━━━━━ Dataset records ━━━━━
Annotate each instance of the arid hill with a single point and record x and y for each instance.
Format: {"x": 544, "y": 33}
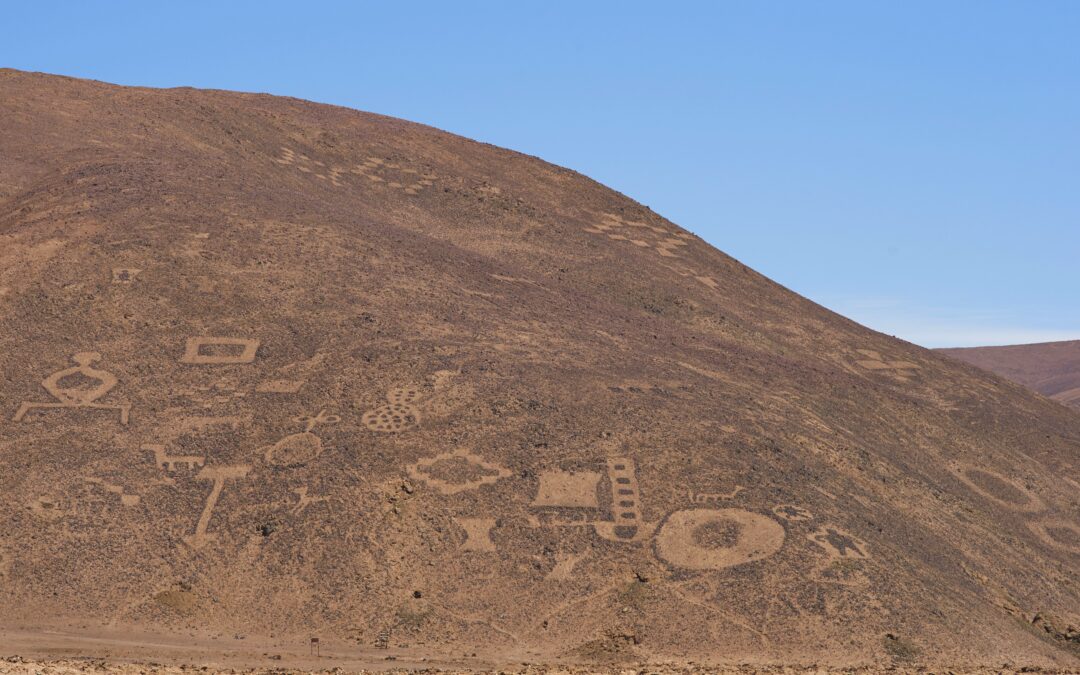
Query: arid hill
{"x": 1051, "y": 368}
{"x": 277, "y": 368}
━━━━━
- [What you should do]
A faithful copy of the records above is needed, with the pictures left out.

- [Correct result]
Annotate each instance of the arid hill with a single point and record x and y for each instance.
Format: {"x": 544, "y": 33}
Query: arid hill
{"x": 1051, "y": 368}
{"x": 277, "y": 368}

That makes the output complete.